• [About this exercise]: Resume the forum discussion about Square card payments, picking up after its last comment.

-------- Exercise text --------

3. The clerk just rings me up and never bothers to offer the receipt, but I ask anyway, because, like the grandparent post, I don't quite trust these things for some reason yet. The clerk has no idea how to do it, so I end up showing her and then tell her about the swivel mounts and the stylus.
I'm not sure what else you would expect here?
Businesses have an incentive in maintaining their reputation and not getting into trouble with payment processors, and I generally think people assume any business approved by a payment processor is probably sufficiently low-risk to give a credit card.
Good information here. Lot's of valid points, complaints, arguments. There are many ways to improve Square, the UI, the hardware, the usability, training, etc. They have a solid product.
One example is, "What hospital did you live near when you were on RandomName St.?"
How did they immediately know what street I lived on some years back, and also that it was near a major hospital?
The authentication was all pretty impressive, but kind of creepy too.
Maybe the question is a standard one, and I happened to add more meaning to it by dumb luck of where I lived.
edit: Or, at the very least, entitled to 30% of the fees charged by Square to the merchant?
Or perhaps they are collecting a (lower?) percentage.
What's to stop someone jailbreaking an ipad, writing a custom fake ui, clipping in a square scanner, and writing off a days worth of cheap merchandise down at the park for a haul of card details?
If this becomes common, will credit card companies still offer the same guarantees on transactions?
The fact that stolen credit card numbers, even with a full billing address and CVV2 code are still only worth a couple dollars on the black market. Your setup wouldn't even capture that, so your merchandise is probably worth more than the numbers. And you're putting yourself at pretty serious risk of getting caught by running this scam in person, when it's much easier to do some kind of phishing scam online anonymously, with more valuable results.

-------- Supplied information --------

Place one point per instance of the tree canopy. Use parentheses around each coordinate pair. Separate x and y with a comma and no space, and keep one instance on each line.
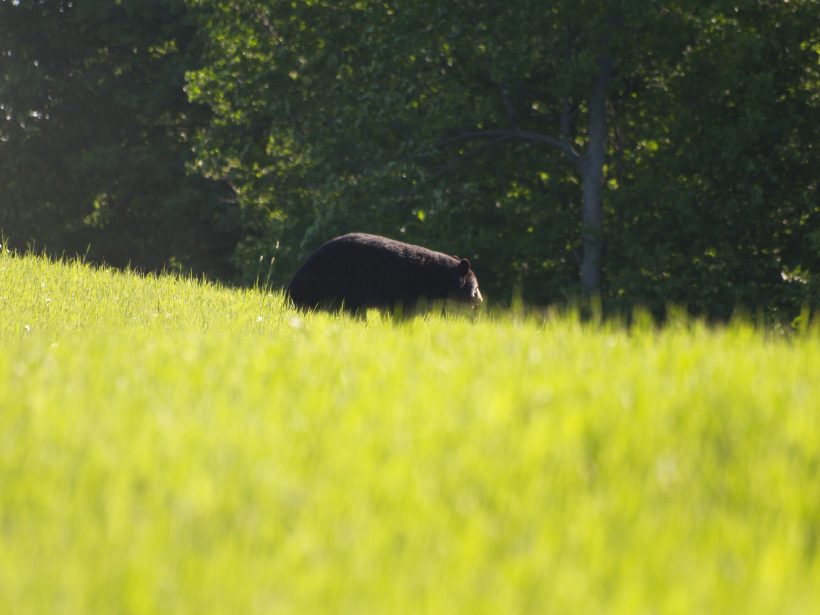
(649,153)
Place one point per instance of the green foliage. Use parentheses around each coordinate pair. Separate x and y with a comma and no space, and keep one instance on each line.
(331,117)
(173,446)
(93,130)
(203,134)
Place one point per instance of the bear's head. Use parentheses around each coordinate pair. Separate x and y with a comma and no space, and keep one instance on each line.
(467,284)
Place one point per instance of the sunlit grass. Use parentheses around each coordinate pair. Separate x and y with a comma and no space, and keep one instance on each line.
(167,446)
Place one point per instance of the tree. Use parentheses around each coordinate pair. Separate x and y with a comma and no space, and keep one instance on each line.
(453,123)
(93,136)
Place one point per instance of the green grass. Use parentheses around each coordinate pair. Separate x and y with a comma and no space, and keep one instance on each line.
(169,446)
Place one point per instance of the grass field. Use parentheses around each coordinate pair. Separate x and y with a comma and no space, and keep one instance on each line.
(169,446)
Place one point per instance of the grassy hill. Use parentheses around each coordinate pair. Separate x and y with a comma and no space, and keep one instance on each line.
(170,446)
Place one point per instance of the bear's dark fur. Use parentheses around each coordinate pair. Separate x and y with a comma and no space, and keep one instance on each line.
(357,271)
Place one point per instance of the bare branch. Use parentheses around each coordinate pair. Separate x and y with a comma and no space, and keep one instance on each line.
(521,135)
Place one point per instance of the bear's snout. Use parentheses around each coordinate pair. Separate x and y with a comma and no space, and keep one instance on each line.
(476,297)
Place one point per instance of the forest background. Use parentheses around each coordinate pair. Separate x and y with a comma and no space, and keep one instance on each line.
(650,153)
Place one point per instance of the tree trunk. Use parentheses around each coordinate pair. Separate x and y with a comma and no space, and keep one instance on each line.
(592,182)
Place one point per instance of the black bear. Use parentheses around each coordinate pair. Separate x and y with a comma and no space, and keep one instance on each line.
(357,271)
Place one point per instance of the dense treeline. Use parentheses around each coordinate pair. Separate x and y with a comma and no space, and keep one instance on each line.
(652,153)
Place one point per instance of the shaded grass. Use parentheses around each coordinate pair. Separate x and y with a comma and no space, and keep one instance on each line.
(170,446)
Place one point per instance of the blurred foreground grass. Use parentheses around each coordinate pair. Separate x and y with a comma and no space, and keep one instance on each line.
(168,446)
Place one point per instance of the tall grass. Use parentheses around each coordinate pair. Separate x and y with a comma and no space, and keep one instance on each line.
(169,446)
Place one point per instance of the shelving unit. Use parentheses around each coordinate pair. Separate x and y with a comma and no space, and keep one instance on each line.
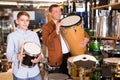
(115,5)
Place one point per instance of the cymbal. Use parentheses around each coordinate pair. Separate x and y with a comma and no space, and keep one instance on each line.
(36,30)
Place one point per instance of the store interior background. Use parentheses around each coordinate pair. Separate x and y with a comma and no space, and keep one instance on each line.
(91,14)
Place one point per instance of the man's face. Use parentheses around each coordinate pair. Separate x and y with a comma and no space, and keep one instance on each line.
(56,13)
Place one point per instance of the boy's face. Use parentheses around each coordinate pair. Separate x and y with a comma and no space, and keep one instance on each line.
(23,22)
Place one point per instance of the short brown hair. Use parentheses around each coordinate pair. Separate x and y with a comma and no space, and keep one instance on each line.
(22,13)
(52,6)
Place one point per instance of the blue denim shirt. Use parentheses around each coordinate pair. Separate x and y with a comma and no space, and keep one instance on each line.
(13,48)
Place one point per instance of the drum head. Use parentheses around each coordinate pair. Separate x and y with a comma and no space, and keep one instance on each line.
(57,76)
(112,60)
(71,21)
(32,48)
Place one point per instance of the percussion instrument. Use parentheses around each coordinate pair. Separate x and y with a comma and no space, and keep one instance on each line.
(80,66)
(73,33)
(114,63)
(57,76)
(31,51)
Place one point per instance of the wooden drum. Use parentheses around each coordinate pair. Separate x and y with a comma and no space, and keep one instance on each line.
(80,67)
(73,33)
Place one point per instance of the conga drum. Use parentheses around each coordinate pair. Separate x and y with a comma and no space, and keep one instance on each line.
(57,76)
(31,51)
(73,33)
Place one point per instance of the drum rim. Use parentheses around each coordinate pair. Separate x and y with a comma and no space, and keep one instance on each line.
(72,24)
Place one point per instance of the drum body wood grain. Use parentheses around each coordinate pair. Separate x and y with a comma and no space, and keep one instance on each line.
(73,33)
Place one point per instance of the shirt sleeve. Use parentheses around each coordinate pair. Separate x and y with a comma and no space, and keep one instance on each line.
(10,51)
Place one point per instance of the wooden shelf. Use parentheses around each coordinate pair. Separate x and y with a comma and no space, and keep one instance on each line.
(117,4)
(108,38)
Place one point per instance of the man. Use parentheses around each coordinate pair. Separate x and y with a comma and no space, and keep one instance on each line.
(58,51)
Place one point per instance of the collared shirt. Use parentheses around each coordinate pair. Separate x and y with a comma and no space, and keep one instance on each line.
(64,45)
(65,48)
(13,48)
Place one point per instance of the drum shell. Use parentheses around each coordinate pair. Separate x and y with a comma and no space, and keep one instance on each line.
(77,72)
(74,36)
(114,64)
(57,76)
(112,53)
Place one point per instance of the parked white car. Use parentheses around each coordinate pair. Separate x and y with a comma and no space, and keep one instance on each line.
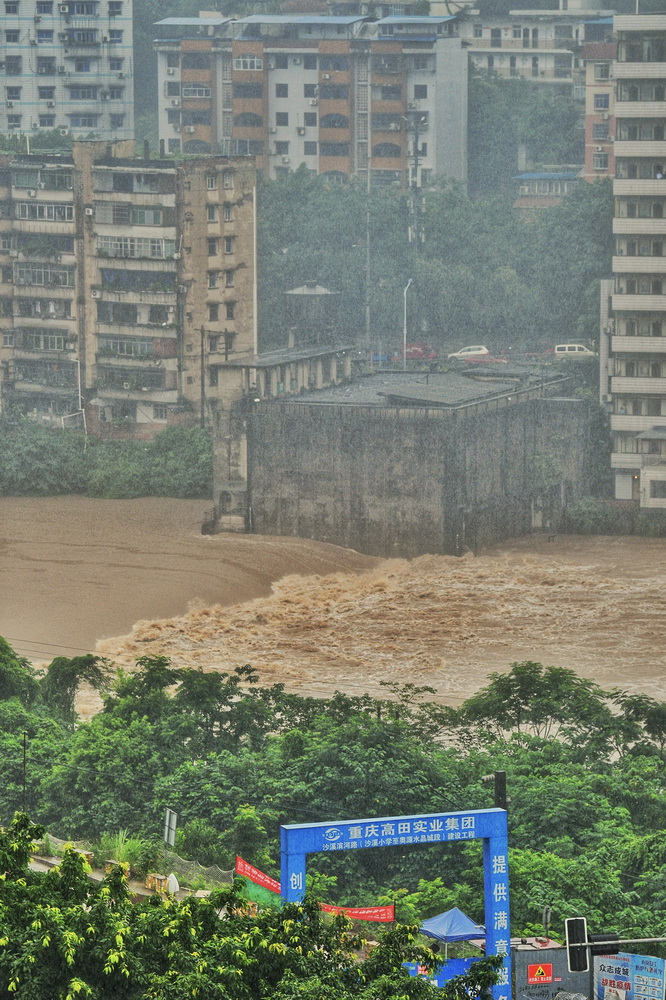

--------

• [Response area]:
Stolen credit card numbers just aren't very valuable. If you're not living in a nation with an ineffective or corrupt legal system, what are you going to do with the numbers without a high risk of getting caught? Making your own plastic cards and magnetic tracks is expensive and you end up on security camera video using them. Ordering anything tangible online means linking your fraud to your physical location one way or another. You can order a bunch of porn or other intangibles, but that's a pretty low reward for all the risk.
In the end, it's a moot point anyway. Normal credit card terminals can be bought on eBay for less than an iPad and can be used for card theft just the same.
In europe we use chip and pin, so a fake app could collect the pin directly. If someone was to harvest 30 cards with pin, could they then visit an atm directly? Perhaps I'm underestimating the difficulty of cloning cards. If that is possible, CVV2 would be unnecessary.
I hear your point about normal credit card terminals being available. As a european I wouldn't expect to see one on a stall by the side of a road though, and would normally be suspicious of anyone suggesting that they accept credit cards under these conditions.
I don't know how the bank cards work, but here in Portugal we now have a citizen's ID card that looks much like a bank card and can actually do cryptographic operations itself - it has a private RSA key that it can use to sign and encrypt data by request of the card reader. It's essentially impossible to clone the card, at least without breaking it.
EDIT: According to this article[1], PIN-and-chip bank cards are similar to what I'm describing.
[1]: http://www.creditcards.com/credit-card-news/outdated-smart-c...
However is the market for square at this price point really for anything above one or maybe two point of sales?
Using this setup in some bar environments would require some hardware to protect the iPad, I've worked looking after hardware in busy student union bars where the staff just destroy the tills with spillages.
My impression of the earlier square products for POS were that it's intended for giving the small business something, not for running your local branch of Starbucks.